## START DATA TO PROCESS

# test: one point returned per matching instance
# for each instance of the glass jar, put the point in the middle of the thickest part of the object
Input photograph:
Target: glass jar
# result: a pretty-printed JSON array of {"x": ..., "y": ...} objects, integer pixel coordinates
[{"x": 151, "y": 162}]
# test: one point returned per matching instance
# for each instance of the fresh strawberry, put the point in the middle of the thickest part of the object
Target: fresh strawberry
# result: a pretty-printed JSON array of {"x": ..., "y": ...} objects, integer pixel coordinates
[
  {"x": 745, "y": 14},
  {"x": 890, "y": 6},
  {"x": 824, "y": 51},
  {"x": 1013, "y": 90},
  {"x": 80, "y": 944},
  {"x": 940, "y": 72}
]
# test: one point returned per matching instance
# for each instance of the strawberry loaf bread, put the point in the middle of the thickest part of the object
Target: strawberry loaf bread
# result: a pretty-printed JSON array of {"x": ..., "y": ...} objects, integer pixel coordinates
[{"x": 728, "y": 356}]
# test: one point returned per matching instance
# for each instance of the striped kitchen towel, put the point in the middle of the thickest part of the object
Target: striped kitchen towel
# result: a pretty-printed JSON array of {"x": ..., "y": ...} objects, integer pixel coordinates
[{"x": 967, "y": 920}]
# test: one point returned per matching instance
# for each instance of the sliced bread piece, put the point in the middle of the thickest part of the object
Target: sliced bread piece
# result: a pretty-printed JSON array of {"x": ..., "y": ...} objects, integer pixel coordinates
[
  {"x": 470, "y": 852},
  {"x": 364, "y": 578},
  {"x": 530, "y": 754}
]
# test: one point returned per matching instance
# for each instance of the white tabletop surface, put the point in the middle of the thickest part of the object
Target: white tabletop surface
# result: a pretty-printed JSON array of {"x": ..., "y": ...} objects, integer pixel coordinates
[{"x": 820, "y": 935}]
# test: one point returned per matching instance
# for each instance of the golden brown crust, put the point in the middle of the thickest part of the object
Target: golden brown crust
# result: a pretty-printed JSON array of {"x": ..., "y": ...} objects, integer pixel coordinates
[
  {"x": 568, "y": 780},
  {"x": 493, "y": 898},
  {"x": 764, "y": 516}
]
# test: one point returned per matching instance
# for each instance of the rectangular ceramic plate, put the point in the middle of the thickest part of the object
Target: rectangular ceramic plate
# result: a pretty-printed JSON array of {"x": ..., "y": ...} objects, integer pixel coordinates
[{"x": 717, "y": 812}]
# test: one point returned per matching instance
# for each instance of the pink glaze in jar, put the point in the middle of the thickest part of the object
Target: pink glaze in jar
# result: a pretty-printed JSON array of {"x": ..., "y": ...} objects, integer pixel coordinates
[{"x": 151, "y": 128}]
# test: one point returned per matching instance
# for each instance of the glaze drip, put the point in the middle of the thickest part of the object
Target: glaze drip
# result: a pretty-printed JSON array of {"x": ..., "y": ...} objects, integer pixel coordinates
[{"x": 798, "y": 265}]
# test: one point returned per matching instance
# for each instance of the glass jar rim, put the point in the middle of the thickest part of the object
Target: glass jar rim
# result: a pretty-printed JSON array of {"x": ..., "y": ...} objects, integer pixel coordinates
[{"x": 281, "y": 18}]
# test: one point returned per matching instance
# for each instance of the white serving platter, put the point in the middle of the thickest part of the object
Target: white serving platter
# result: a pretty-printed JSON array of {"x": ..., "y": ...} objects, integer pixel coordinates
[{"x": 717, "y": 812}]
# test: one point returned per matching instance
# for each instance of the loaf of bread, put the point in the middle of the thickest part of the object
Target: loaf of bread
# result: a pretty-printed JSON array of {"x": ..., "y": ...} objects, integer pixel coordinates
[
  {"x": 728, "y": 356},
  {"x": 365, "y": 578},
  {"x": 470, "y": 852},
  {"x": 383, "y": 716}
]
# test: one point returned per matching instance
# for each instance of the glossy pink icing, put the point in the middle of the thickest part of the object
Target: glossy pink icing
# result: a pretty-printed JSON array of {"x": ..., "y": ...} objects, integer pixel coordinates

## END DATA TO PROCESS

* AIM *
All of the entries above should be written out again exactly.

* WRITTEN ANSWER *
# test: one point returned per matching instance
# for each instance of the glass jar, put the point in the middle of the thickest part of the object
Input photograph:
Target: glass jar
# result: a pretty-printed JSON array of {"x": ..., "y": ...} objects, integer pixel coordinates
[{"x": 151, "y": 162}]
# test: one point returned per matching instance
# for each instance of the fresh strawberry, put the point in the middle of the thickest part of the object
Target: fresh strawberry
# result: a pretty-printed JSON array of {"x": ..., "y": ...} objects, integer pixel coordinates
[
  {"x": 745, "y": 14},
  {"x": 890, "y": 6},
  {"x": 824, "y": 51},
  {"x": 1013, "y": 90},
  {"x": 80, "y": 944},
  {"x": 940, "y": 72}
]
# test: one point returned per matching instance
# for each instance of the strawberry loaf bread, put the point in the middle of the thickest part of the object
Target: strawberry loaf bread
# result: a pretty-printed JSON array of {"x": ..., "y": ...} objects, integer pixel coordinates
[{"x": 728, "y": 356}]
# test: one point returned per matching instance
# for each instance of the striped kitchen towel, put the point in the middle of the thickest part of the object
Target: striped kitchen towel
# result: a pretty-printed JSON array of {"x": ..., "y": ...} objects, integer pixel coordinates
[{"x": 967, "y": 920}]
# test: one point returned per matching instance
# for each instance of the sliced bread piece, put the point in the middle of the thickest part of the object
Target: sliced bread piece
# result: a pretty-printed JSON array of {"x": ..., "y": ...} objects, integer pixel coordinates
[
  {"x": 470, "y": 852},
  {"x": 364, "y": 578},
  {"x": 530, "y": 754}
]
# test: one point returned per matching instance
# for each instance of the white tabletop surface, put the point in the middle of the thickest part of the object
Target: white tabletop surface
# result: a pretty-printed JSON array of {"x": ..., "y": ...} objects, integer pixel coordinates
[{"x": 820, "y": 935}]
# test: one point returned per matching instance
# for each instance of the golden brown crust, put the point in the middle of the thickest part of the object
Target: golden brown crust
# result: a pretty-printed JSON array of {"x": ..., "y": ...} objects, integer pixel coordinates
[
  {"x": 568, "y": 780},
  {"x": 493, "y": 898},
  {"x": 764, "y": 516}
]
# test: one point returned per matching instance
# for each instance of the rectangular ceramic plate, put the point in the middle of the thickest part of the object
Target: rectangular ceramic plate
# result: a pretty-printed JSON array of {"x": ..., "y": ...} objects, integer pixel coordinates
[{"x": 717, "y": 812}]
# test: one point returned per matching instance
# for each instance of the pink glaze in jar, put the point in the middle of the thickest part of the object
Target: pink glaze in jar
# result: a pretty-printed JSON array of {"x": ..., "y": ...} objects, integer pixel coordinates
[{"x": 151, "y": 128}]
# test: one point returned per matching instance
# for each instance of the glaze drip, put the point in the middle of the thickest part of the object
Target: glaze drip
# result: a pretty-printed JSON array of {"x": ..., "y": ...} objects, integer pixel coordinates
[{"x": 798, "y": 265}]
# test: one point returned per matching instance
# for each instance of the glass jar rim, put the point in the middle of the thickest part of the object
Target: glass jar rim
# result: a pretty-printed JSON array of {"x": ..., "y": ...} objects, integer pixel coordinates
[{"x": 281, "y": 18}]
# test: one point returned per matching instance
# for each instance of the white serving platter, put the point in the middle of the thickest part of the object
Target: white serving platter
# result: a pretty-printed JSON array of {"x": ..., "y": ...} objects, integer pixel coordinates
[{"x": 717, "y": 812}]
# test: one point returned per matching instance
# for each instance of the loaf of bread, put the point in the middle of the thickest part of the object
Target: loaf of bread
# result: a pretty-printed JSON array of {"x": ..., "y": ...} objects, integer pixel coordinates
[
  {"x": 728, "y": 356},
  {"x": 365, "y": 578},
  {"x": 470, "y": 852},
  {"x": 383, "y": 716}
]
# test: one point returned per matching instance
# for each instance of the glossy pink icing, put the point in the middle of the thickest part of the object
Target: glossy pink icing
# result: a pretty-printed JSON array of {"x": ..., "y": ...} objects, integer pixel coordinates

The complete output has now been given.